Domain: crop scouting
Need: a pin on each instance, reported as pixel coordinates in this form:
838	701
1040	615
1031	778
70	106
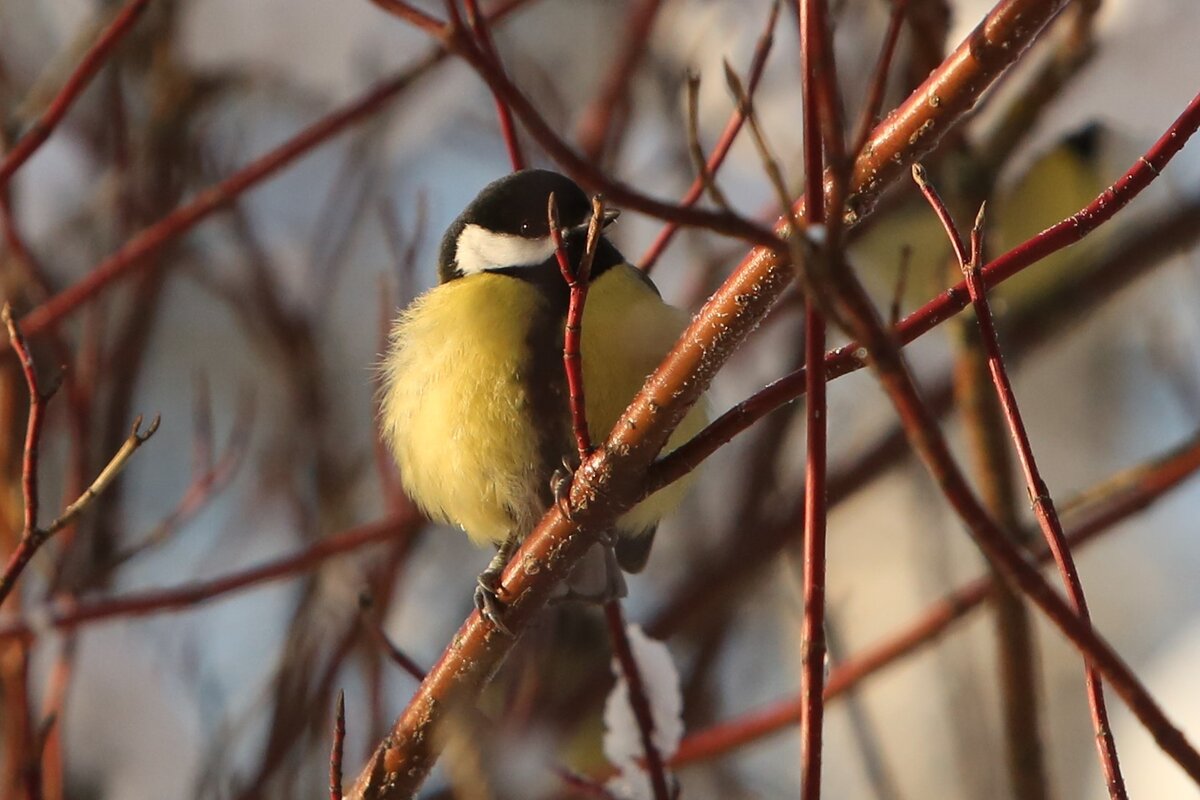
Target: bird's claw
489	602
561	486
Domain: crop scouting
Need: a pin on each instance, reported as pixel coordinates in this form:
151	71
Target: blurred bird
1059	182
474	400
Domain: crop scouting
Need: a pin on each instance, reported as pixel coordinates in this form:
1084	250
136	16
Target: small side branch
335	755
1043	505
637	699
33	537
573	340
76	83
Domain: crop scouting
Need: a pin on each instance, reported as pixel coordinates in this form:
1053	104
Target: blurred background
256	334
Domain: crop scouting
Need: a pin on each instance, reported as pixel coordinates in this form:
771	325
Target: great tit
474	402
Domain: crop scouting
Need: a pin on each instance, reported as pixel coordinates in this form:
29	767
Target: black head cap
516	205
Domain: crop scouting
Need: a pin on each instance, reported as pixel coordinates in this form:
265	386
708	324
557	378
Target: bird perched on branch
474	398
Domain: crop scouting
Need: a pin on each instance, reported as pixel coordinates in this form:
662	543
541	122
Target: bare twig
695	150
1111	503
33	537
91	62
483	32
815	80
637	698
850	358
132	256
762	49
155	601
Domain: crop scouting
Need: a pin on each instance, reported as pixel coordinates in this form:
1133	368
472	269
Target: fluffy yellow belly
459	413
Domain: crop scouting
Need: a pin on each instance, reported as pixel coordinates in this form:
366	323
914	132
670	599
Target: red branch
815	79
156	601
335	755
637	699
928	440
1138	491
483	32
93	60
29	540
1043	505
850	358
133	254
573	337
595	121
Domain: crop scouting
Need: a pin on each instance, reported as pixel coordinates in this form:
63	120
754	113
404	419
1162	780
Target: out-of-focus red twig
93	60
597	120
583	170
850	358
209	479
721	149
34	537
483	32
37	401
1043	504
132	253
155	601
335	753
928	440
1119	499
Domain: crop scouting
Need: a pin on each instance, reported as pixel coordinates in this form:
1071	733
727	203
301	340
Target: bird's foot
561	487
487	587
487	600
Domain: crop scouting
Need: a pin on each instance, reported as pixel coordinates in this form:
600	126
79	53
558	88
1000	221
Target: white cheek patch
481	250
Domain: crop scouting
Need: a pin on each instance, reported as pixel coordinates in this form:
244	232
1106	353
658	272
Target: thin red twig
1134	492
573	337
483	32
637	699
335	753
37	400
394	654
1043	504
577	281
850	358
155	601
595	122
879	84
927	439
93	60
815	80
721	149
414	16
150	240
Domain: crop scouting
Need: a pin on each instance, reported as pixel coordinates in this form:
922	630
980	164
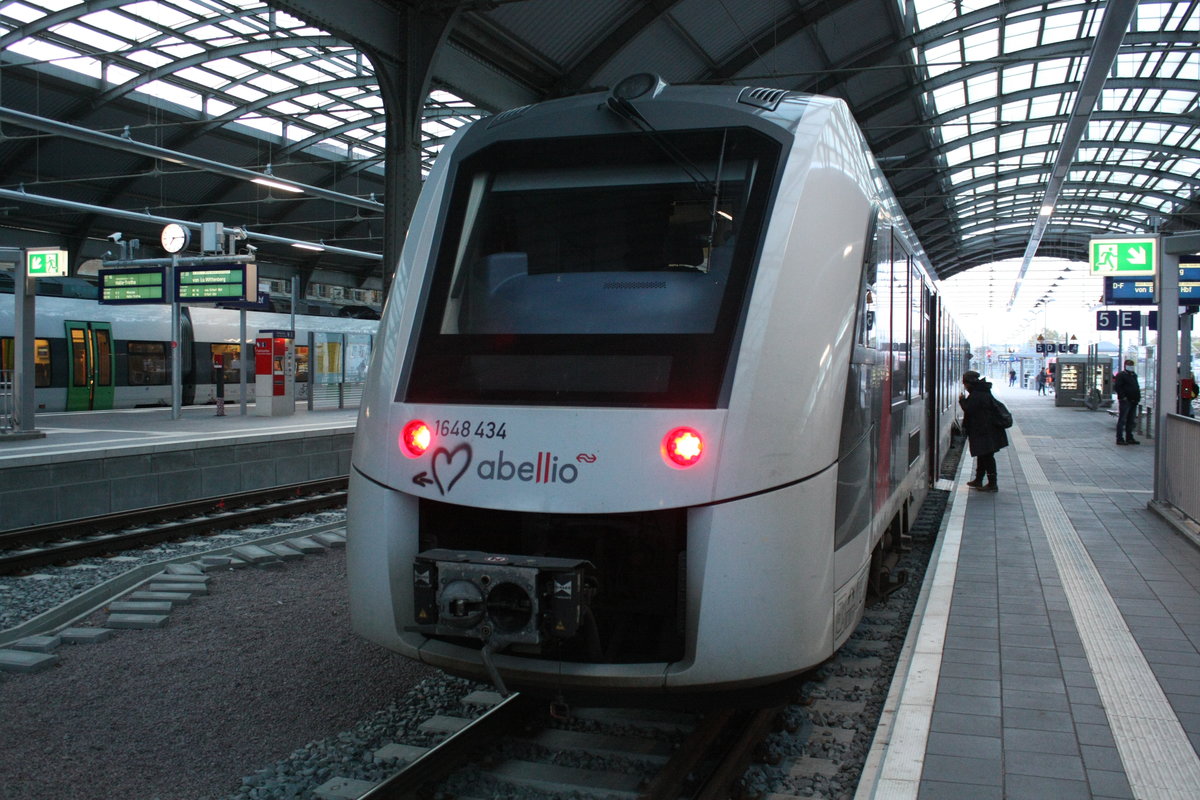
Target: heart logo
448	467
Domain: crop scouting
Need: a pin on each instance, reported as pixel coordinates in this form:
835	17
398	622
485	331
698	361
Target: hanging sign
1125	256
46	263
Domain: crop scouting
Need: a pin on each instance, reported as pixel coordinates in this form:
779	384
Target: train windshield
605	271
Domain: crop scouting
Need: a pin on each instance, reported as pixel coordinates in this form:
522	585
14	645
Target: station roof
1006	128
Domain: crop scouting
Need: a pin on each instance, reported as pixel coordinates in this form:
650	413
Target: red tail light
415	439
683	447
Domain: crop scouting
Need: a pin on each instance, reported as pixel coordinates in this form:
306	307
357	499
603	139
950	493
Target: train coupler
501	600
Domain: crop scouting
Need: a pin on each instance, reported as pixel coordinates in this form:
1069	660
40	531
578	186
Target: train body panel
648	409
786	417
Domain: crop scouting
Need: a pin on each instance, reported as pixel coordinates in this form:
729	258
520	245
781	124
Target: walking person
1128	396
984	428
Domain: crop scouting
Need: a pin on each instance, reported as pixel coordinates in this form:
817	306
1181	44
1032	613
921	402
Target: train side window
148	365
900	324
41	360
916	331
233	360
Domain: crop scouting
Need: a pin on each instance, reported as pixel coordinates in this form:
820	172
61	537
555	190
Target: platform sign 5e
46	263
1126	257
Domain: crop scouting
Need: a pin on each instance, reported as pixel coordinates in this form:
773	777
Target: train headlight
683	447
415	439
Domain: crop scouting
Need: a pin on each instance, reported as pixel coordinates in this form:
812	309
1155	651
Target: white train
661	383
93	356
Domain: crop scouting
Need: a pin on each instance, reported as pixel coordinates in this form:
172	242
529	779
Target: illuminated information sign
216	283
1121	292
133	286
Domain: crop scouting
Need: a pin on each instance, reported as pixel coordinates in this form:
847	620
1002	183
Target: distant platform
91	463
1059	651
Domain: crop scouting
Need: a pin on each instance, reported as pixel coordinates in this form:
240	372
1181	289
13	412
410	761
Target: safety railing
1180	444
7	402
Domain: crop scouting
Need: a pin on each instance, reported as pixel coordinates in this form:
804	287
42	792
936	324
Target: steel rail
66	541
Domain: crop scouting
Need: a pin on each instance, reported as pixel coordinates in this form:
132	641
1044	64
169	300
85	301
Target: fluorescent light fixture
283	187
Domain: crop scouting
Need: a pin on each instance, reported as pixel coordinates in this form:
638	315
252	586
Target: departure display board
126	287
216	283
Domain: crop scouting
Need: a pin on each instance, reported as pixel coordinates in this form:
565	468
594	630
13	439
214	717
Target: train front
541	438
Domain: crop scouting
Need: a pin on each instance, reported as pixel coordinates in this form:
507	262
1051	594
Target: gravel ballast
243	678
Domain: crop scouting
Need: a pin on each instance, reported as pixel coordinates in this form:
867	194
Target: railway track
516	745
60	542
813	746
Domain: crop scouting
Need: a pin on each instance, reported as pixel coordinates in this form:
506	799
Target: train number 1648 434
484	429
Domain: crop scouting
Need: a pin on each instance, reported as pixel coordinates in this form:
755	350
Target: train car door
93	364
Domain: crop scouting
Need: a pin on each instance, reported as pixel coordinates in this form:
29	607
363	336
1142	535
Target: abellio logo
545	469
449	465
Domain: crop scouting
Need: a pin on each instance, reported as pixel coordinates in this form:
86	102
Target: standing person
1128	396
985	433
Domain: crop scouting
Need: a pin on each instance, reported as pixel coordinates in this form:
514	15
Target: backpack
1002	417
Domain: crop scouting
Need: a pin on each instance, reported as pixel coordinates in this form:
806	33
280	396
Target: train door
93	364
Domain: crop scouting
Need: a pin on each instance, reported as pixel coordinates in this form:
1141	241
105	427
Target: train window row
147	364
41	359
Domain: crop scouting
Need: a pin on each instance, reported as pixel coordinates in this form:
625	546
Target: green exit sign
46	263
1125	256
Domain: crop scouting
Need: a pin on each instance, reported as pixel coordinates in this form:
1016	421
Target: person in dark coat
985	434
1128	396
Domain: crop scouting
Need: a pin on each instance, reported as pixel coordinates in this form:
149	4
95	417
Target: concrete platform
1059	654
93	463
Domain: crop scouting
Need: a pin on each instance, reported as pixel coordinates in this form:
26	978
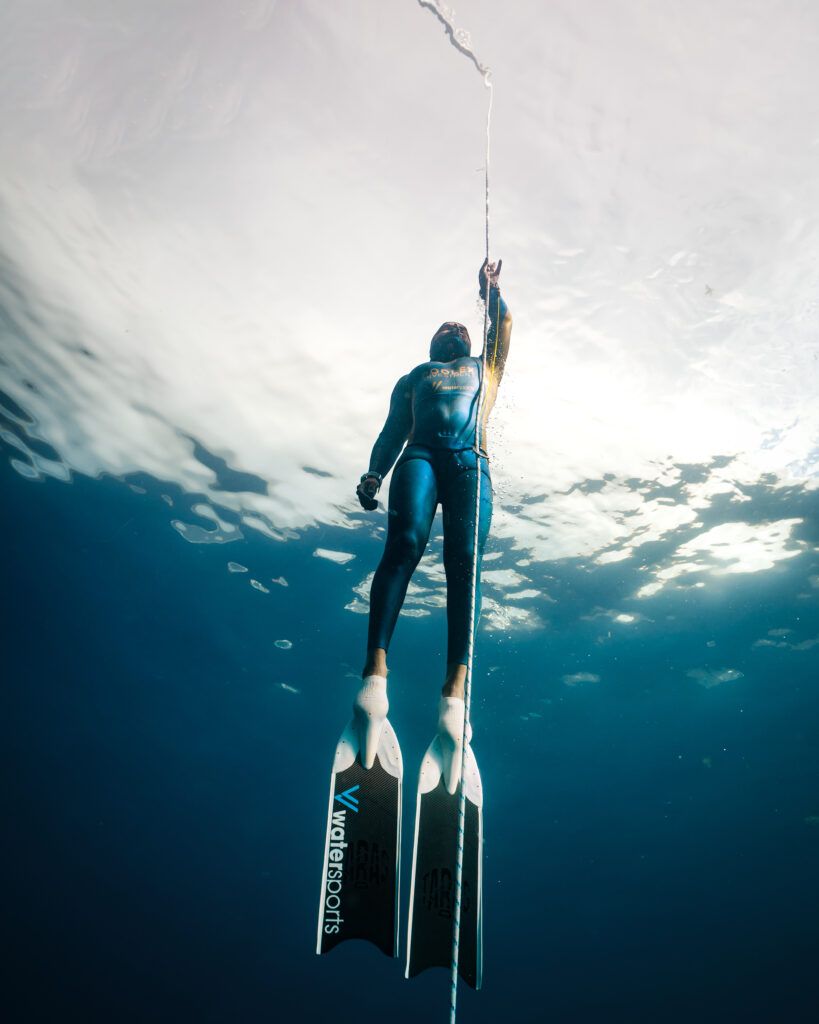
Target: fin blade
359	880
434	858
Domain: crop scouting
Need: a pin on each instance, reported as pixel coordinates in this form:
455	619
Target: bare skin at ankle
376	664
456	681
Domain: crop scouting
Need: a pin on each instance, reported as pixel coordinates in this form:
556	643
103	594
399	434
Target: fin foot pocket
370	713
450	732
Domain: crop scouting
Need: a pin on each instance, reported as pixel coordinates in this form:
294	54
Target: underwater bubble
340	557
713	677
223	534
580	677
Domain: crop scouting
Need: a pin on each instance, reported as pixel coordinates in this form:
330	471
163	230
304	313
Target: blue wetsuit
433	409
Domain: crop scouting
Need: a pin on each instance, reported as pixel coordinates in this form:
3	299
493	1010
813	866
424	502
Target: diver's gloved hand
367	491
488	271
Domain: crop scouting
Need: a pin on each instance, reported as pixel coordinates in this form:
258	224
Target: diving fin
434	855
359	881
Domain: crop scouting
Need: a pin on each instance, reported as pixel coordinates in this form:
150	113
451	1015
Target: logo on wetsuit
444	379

###

**PROBLEM TO WORK ON**
Which of the lines above contain the word "train"? Copy out each of those lines in full.

**TASK RESPONSE**
Target: train windshield
Target: train coupler
Target: train body panel
Target: train side window
Target: train headlight
Target: white train
Target: train front
Target: train number 1648 434
Target: train car door
Target: train door
Target: train window row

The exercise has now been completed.